## Task instructions
Take the lines of the material starting at the one containing "Annotate each instance of the chilean" and ending at the last line, and arrange them as a JSON list of strings, one string per line. Leave out any blank lines.

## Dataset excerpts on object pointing
————
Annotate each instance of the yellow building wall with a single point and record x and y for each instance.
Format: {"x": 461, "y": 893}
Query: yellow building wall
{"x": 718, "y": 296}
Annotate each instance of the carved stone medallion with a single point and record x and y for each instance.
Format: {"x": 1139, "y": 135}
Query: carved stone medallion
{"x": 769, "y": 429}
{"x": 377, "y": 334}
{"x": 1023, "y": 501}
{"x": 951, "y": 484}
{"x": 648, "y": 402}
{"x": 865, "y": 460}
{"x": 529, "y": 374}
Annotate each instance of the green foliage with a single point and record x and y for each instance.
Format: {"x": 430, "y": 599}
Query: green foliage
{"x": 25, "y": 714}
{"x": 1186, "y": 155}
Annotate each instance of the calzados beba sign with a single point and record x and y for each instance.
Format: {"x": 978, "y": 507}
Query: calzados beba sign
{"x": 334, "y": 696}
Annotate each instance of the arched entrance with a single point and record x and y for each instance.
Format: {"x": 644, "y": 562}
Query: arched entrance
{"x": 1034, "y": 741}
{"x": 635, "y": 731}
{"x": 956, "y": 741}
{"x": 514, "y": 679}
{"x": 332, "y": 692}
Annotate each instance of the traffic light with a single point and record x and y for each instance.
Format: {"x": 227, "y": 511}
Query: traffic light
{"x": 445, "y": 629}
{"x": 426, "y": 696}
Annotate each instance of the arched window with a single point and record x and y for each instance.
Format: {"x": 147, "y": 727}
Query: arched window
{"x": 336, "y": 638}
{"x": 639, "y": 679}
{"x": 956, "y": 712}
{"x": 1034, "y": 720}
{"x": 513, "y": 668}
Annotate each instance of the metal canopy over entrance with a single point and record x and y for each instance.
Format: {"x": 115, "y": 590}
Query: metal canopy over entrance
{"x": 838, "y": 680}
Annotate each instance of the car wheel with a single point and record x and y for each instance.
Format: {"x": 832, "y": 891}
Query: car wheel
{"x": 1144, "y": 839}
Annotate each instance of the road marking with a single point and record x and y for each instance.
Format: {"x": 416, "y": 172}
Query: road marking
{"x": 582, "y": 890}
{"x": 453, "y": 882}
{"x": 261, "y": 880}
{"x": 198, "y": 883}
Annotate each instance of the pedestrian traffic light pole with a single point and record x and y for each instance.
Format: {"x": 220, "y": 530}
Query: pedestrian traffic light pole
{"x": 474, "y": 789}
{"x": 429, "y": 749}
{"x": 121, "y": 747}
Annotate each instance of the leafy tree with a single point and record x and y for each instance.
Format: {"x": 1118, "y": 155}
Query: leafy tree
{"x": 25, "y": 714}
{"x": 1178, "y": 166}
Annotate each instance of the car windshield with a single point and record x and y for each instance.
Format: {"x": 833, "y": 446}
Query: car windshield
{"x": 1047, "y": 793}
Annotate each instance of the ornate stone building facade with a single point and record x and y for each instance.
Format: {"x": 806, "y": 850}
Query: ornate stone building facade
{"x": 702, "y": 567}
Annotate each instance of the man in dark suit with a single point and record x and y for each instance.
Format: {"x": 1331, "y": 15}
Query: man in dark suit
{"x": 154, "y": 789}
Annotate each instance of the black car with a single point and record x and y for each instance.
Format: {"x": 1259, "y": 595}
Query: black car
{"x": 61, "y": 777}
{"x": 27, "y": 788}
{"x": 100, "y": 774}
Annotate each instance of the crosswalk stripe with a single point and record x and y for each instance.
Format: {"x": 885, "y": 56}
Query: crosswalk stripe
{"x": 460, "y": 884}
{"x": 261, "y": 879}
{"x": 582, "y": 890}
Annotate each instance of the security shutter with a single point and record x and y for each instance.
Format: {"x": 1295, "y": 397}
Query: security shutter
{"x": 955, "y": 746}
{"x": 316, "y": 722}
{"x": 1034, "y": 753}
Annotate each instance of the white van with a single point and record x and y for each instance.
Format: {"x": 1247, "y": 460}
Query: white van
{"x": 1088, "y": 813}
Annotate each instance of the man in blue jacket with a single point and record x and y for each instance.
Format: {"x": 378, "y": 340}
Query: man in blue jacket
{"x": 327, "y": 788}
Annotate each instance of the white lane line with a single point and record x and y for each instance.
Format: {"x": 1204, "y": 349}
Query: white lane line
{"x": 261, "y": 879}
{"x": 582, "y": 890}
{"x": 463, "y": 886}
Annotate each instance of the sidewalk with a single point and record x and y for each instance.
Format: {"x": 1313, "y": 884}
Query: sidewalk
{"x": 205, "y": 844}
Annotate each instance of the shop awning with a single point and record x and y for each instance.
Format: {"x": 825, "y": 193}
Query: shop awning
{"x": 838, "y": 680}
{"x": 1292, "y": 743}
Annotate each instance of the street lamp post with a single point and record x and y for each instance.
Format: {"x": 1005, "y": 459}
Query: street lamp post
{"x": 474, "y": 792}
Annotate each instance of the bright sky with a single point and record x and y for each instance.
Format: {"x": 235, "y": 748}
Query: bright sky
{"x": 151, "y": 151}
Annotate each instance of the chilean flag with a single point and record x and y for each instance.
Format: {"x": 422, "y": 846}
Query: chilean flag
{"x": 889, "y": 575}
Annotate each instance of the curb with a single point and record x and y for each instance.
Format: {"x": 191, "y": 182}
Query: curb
————
## Expected answer
[
  "Annotate each instance of the chilean flag with a single point and record x and y for each instance.",
  "Format: {\"x\": 422, \"y\": 846}",
  "Query: chilean flag",
  "{\"x\": 889, \"y\": 575}",
  "Annotate each instance of the curb with a single point and record x and y for each instance.",
  "Format: {\"x\": 191, \"y\": 182}",
  "Query: curb"
]